◆ Task list ◆
**A.** Print the passage of the article on saving for a first house that runs between "To many young" and "with a downpayment.", inclusive.
**B.** According to the article on saving for a first house, roughly what does a four-room HDB resale flat in Punggol cost in the medium range?

◆ Document excerpt ◆
↓↓↓
How to save money to buy your first house

To many young couples, owning a house in Singapore is the first step to building your home nest and having a family. There is another growing trend in Singapore for singles on reaching 35 years old, to secure a housing of own liking and own space for individualism.

It may sound daunting how to save money to buy a house for first-timers but taking consistent steps will lead to more certainty in reaching your end goal. The focus is really to put these 8 tips how to save money to buy your first house into action.

With these small tips on how to save to buy a home, you will be pleasantly amazed to realise how your savings have grown and very soon able to secure your first dream home with a downpayment.

1/.. Figure out your goal

Before you can map out a plan, you need to have a target in mind.  In Singapore, an average three-room HDB resale flat in Punggol will cost between $340,000 to $395,000 largely depending on factors like floor level, proximity to amenities, orientation and the age of the flat.  A four-room HDB resale flat in the same Punggol town will cost approximately $450,000 in the medium range.  HDB resale prices can be searchable from the HDB official website.
↑↑↑
◆ Excerpted records ◆
↓↓↓
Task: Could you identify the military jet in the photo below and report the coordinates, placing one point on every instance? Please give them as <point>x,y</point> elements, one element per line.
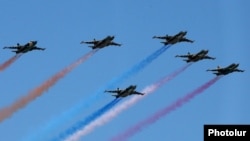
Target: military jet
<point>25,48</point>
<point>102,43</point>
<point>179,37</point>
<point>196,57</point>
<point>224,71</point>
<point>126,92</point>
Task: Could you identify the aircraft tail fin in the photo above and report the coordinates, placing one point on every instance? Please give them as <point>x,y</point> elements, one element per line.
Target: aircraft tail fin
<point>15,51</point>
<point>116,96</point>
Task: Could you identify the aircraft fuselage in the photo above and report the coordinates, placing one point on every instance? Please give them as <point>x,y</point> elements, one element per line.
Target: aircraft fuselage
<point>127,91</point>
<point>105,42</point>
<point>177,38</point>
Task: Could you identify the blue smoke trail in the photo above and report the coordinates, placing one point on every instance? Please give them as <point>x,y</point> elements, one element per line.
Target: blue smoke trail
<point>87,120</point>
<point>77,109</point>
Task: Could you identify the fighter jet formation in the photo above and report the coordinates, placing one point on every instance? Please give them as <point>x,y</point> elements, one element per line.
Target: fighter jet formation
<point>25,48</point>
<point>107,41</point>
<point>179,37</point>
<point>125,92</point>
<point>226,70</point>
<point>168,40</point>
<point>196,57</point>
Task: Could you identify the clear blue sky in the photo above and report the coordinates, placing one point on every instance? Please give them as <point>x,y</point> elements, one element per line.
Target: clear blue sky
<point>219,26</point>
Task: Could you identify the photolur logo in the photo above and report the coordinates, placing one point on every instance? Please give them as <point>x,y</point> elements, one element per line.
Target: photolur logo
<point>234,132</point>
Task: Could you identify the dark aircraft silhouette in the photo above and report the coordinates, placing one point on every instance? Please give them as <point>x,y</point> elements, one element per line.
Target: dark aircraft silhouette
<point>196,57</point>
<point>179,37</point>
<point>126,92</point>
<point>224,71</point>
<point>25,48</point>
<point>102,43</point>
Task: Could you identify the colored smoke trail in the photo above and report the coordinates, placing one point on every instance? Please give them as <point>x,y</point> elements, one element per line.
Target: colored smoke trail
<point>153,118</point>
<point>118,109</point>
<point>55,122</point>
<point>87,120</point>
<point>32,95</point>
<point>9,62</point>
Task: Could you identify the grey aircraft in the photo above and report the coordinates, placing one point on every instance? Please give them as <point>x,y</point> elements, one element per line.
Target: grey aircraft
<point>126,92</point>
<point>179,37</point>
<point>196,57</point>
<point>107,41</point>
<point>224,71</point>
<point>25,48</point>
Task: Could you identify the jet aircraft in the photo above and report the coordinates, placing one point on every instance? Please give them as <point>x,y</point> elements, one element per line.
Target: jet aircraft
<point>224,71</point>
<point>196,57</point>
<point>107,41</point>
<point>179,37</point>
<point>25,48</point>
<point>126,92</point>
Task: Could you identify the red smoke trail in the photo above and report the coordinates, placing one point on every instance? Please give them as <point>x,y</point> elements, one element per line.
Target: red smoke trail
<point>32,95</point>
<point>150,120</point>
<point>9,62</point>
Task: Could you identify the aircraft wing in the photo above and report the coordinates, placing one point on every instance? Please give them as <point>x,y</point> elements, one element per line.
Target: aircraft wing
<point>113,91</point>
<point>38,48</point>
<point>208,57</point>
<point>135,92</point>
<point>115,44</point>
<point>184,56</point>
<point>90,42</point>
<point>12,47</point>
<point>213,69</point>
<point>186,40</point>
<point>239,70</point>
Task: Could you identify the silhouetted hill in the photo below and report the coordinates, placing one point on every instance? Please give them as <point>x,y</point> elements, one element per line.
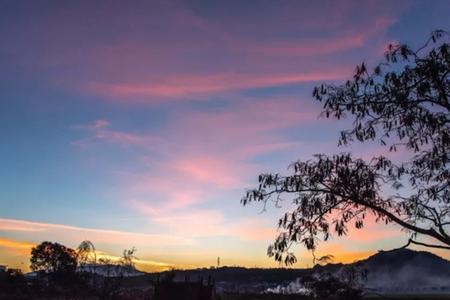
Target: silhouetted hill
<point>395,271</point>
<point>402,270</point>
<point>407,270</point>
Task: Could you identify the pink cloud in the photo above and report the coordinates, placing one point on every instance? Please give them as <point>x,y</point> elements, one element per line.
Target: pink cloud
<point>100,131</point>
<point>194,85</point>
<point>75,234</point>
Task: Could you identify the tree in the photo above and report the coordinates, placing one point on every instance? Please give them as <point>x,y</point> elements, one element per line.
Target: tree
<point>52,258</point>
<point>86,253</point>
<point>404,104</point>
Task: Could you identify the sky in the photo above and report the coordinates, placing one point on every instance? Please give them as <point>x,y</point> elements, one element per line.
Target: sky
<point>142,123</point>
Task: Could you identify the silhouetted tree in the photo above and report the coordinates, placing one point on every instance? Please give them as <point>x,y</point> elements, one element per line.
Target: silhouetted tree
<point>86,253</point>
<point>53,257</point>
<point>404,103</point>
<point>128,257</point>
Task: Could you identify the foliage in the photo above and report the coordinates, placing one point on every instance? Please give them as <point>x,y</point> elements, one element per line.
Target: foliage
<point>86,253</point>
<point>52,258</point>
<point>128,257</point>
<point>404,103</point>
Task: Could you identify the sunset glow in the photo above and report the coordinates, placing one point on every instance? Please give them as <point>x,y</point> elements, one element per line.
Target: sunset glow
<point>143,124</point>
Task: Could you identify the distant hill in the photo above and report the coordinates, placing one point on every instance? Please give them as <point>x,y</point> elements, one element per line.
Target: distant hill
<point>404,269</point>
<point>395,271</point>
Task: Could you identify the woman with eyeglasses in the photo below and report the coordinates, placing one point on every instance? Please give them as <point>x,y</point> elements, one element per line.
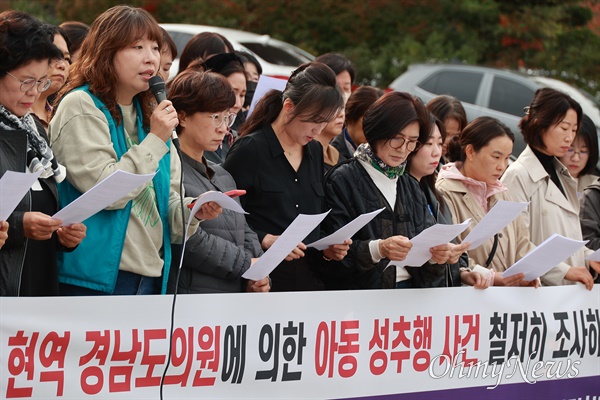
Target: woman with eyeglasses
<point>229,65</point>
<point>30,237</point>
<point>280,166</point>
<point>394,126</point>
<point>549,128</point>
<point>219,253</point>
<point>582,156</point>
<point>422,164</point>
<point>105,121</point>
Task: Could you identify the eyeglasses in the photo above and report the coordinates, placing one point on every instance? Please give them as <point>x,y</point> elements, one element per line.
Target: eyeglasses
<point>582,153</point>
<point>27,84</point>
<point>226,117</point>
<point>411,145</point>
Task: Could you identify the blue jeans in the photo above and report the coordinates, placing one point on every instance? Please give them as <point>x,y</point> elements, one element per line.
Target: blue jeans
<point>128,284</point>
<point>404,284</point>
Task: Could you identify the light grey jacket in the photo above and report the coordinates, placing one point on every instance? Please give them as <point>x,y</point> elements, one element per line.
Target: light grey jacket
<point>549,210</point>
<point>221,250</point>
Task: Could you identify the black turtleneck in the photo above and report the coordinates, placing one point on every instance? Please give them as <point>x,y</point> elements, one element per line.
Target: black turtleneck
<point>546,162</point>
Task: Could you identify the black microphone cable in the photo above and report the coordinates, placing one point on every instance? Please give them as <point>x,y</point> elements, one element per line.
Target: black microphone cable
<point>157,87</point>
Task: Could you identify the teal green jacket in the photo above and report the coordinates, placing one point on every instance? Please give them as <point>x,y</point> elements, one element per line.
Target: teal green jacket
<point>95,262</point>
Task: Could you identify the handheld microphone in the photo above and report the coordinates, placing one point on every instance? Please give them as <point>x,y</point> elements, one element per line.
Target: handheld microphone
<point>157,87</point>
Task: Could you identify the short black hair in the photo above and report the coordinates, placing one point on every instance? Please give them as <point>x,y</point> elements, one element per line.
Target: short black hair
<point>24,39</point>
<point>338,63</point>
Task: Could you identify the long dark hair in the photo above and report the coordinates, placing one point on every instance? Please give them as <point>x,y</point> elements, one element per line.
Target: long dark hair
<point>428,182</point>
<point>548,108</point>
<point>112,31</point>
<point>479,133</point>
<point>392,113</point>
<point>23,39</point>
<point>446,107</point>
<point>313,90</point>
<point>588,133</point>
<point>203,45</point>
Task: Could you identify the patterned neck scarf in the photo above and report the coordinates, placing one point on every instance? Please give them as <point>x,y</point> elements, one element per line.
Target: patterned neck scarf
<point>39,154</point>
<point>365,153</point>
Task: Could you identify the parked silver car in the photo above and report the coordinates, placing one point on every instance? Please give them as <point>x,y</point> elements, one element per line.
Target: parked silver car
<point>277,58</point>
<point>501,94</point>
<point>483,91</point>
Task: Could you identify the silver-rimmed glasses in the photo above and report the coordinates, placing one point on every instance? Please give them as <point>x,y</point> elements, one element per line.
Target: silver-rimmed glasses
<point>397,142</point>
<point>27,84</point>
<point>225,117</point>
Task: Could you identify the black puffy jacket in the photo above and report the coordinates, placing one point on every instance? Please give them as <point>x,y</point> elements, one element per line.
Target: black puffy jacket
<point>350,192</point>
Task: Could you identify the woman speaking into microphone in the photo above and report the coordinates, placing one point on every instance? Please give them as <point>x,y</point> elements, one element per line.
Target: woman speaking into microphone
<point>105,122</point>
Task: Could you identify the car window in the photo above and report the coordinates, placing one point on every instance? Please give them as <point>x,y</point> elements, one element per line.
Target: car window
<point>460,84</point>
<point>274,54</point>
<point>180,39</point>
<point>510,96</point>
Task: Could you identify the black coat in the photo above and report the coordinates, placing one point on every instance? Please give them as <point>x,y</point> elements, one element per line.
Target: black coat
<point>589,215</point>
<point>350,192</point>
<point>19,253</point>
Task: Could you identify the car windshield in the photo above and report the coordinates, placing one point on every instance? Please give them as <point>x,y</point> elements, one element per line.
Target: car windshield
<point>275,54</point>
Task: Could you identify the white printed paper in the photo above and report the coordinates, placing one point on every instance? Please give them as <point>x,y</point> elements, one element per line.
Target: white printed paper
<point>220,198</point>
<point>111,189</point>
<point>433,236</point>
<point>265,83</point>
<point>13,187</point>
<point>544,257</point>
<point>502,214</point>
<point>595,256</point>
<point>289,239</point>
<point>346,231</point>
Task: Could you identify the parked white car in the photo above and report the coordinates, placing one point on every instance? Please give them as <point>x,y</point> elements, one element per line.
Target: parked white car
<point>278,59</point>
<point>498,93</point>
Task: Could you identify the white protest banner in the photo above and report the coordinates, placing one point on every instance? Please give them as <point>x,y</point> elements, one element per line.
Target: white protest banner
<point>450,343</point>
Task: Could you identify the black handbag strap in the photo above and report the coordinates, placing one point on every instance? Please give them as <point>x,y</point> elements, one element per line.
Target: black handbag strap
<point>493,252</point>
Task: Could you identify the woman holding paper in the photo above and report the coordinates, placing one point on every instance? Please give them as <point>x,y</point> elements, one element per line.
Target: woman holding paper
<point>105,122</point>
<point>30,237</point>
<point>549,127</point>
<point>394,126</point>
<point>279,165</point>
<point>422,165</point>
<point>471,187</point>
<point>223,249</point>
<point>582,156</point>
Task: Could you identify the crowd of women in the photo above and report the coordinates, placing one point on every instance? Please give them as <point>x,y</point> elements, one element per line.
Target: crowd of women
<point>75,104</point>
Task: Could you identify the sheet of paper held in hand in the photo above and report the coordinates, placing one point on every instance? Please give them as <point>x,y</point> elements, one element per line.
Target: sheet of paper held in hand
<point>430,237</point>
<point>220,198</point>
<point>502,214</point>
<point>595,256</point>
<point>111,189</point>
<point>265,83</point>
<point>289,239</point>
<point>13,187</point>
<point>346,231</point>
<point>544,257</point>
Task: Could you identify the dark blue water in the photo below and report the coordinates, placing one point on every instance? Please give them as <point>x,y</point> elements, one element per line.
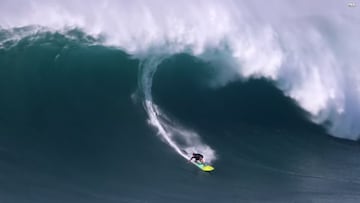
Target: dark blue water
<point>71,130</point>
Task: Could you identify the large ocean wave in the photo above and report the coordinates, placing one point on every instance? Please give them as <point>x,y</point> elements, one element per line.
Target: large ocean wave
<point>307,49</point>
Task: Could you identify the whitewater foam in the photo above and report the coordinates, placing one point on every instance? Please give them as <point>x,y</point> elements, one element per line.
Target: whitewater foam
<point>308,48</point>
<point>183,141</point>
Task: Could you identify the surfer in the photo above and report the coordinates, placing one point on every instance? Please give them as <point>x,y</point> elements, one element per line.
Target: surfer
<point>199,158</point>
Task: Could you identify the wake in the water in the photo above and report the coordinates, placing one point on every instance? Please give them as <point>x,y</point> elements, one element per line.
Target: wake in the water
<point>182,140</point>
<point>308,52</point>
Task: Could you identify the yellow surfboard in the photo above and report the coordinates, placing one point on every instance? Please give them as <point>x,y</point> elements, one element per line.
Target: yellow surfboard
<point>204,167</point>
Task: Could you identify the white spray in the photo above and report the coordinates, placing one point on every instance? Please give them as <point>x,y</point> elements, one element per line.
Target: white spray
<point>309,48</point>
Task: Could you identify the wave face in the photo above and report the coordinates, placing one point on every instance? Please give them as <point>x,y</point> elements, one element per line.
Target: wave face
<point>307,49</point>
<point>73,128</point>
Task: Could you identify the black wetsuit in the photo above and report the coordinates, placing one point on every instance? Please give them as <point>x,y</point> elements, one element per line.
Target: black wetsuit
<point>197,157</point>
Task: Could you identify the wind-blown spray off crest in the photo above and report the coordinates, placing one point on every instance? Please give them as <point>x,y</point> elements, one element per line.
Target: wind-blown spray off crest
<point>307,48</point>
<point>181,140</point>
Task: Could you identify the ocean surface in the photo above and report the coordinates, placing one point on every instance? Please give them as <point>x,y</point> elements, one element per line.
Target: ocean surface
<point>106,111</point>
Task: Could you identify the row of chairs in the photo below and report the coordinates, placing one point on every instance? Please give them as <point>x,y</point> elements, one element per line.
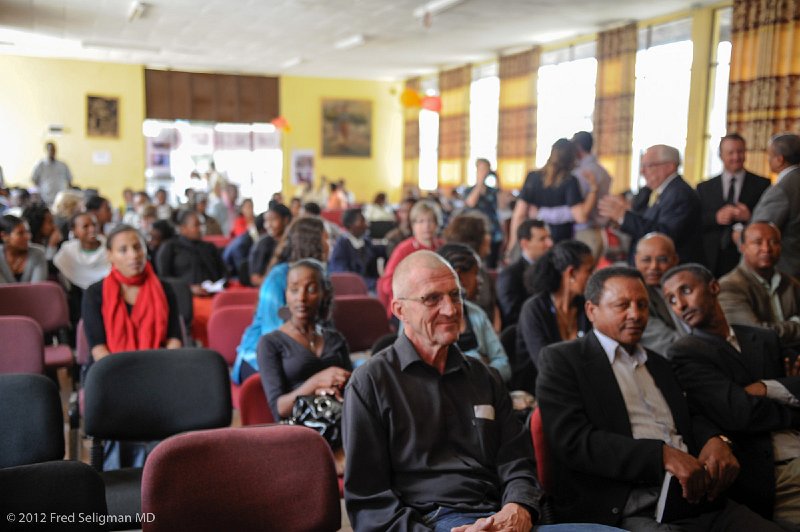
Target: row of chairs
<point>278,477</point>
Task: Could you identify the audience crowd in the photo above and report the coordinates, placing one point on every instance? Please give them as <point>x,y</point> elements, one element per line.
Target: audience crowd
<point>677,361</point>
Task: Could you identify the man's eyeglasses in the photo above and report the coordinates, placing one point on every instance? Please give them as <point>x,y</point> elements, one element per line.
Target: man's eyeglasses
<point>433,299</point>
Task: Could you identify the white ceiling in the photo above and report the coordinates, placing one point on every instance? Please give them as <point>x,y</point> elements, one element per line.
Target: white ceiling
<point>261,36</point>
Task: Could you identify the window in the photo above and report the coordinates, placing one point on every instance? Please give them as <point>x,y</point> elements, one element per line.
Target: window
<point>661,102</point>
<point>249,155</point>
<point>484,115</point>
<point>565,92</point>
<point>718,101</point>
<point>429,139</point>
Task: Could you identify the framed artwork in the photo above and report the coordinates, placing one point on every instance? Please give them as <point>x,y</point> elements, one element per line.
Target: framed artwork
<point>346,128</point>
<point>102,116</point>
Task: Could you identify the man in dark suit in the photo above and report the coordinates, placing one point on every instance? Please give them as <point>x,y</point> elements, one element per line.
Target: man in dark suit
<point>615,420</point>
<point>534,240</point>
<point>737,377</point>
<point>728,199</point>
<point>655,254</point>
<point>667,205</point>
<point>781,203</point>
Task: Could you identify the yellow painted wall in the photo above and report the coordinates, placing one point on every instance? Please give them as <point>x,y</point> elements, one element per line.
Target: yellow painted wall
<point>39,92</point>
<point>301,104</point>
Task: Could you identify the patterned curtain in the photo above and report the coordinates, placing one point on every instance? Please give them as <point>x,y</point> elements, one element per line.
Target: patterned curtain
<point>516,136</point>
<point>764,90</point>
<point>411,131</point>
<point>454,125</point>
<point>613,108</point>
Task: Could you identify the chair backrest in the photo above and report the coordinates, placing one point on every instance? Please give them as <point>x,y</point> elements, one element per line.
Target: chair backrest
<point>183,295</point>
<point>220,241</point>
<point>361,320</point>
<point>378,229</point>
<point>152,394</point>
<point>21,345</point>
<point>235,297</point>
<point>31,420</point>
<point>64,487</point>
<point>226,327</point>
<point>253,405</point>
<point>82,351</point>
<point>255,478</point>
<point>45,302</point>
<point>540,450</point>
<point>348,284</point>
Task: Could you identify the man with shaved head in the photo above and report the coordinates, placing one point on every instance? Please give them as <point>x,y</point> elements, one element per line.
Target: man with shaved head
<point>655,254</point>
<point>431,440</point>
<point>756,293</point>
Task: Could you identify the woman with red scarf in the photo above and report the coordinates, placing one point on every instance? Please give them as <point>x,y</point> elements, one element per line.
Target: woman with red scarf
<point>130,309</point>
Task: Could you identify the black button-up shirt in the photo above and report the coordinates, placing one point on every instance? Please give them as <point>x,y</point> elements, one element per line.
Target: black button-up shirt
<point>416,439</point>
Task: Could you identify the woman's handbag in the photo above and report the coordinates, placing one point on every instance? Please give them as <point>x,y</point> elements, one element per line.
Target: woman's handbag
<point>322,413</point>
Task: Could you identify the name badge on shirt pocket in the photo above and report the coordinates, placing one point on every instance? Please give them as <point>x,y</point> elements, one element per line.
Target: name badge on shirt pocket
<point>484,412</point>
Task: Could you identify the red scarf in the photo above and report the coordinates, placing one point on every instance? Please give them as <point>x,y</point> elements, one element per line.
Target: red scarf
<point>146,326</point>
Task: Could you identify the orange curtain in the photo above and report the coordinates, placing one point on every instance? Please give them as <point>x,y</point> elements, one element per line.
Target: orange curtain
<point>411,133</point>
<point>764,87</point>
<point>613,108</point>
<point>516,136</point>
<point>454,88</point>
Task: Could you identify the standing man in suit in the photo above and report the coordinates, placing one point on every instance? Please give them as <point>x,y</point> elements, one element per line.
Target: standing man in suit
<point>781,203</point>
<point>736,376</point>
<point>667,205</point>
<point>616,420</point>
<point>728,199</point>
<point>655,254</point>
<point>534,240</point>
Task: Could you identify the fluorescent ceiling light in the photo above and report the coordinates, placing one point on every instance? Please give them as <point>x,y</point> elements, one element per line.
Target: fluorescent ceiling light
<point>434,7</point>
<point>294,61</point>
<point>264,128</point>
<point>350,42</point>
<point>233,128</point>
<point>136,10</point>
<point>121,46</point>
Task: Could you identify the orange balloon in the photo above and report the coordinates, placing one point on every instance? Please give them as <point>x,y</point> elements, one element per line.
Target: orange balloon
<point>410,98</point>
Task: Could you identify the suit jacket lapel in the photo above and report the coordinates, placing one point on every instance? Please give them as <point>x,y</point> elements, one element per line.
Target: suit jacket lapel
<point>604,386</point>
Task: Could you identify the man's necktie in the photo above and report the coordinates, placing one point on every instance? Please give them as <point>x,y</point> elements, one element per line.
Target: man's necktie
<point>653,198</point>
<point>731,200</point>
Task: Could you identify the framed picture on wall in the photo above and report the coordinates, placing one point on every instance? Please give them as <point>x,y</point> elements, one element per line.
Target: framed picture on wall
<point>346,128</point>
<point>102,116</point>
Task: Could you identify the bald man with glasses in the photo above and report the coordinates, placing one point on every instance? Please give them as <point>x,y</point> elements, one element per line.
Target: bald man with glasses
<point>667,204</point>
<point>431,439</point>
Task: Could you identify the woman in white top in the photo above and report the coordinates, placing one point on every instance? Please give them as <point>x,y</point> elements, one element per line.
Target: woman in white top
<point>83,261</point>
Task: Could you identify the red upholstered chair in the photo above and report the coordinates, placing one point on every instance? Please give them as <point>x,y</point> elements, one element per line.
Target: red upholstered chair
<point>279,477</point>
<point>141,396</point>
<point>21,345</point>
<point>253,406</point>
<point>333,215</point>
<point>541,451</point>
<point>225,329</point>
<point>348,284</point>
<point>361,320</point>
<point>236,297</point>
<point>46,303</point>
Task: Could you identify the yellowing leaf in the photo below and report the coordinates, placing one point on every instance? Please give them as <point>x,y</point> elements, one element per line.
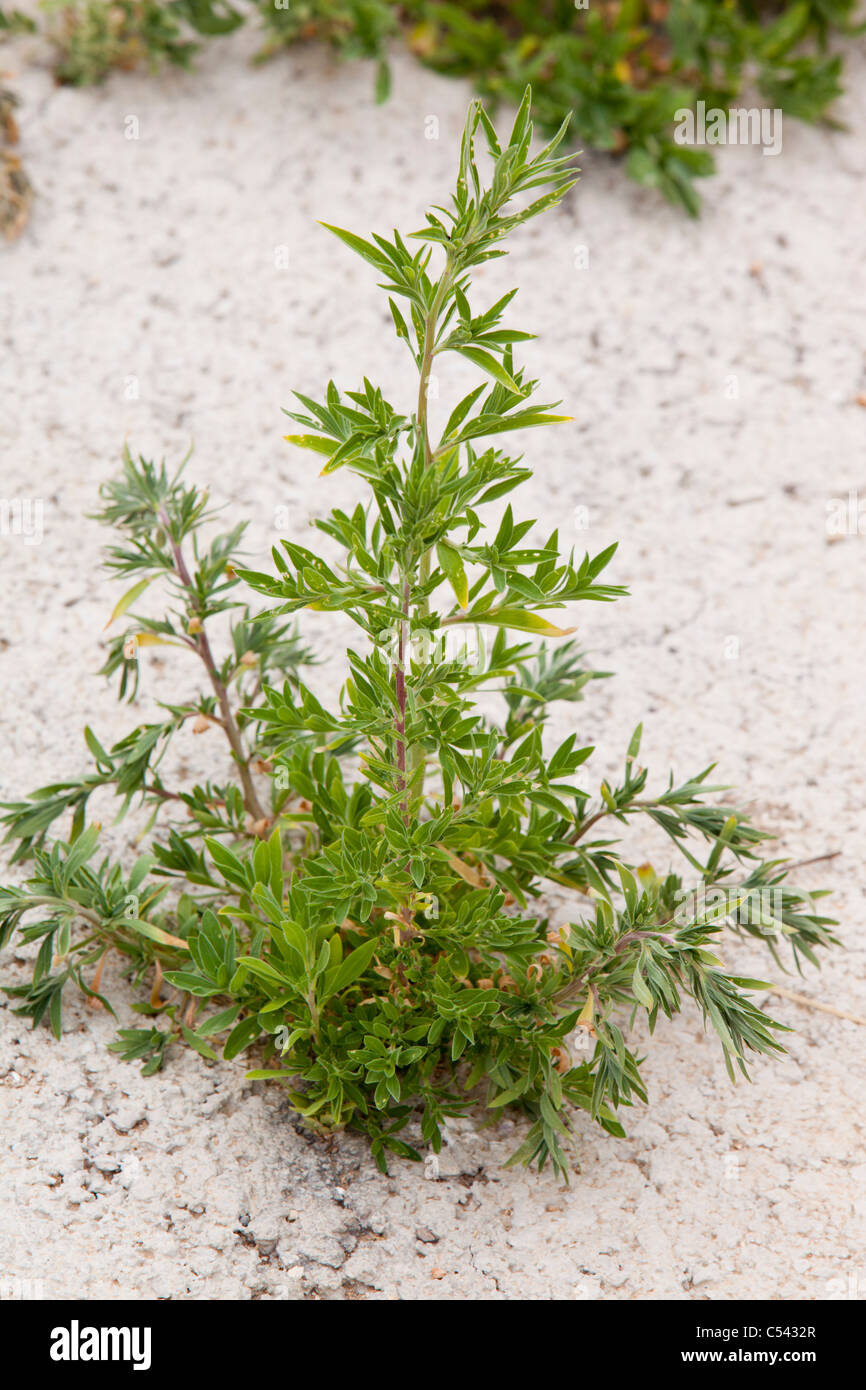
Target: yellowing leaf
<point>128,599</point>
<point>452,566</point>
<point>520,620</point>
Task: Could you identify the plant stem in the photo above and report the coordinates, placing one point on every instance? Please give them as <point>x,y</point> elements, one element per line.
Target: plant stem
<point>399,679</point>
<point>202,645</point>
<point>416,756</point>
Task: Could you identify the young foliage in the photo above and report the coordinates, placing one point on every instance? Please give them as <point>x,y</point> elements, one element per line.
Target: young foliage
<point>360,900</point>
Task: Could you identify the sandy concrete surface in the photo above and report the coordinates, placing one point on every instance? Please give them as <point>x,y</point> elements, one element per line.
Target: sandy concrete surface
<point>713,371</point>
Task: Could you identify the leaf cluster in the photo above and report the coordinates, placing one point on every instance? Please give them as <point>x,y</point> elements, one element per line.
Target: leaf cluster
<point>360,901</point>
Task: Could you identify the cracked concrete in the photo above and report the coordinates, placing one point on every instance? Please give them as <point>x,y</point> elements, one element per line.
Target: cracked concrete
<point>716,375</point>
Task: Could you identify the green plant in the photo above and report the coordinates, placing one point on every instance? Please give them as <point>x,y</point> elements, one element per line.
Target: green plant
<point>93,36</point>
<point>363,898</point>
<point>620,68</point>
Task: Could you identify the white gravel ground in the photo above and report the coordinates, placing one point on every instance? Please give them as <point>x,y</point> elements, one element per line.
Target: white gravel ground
↑↑↑
◆ Answers for the tasks ◆
**A.**
To many young couples, owning a house in Singapore is the first step to building your home nest and having a family. There is another growing trend in Singapore for singles on reaching 35 years old, to secure a housing of own liking and own space for individualism.

It may sound daunting how to save money to buy a house for first-timers but taking consistent steps will lead to more certainty in reaching your end goal. The focus is really to put these 8 tips how to save money to buy your first house into action.

With these small tips on how to save to buy a home, you will be pleasantly amazed to realise how your savings have grown and very soon able to secure your first dream home with a downpayment.

**B.** About $450,000.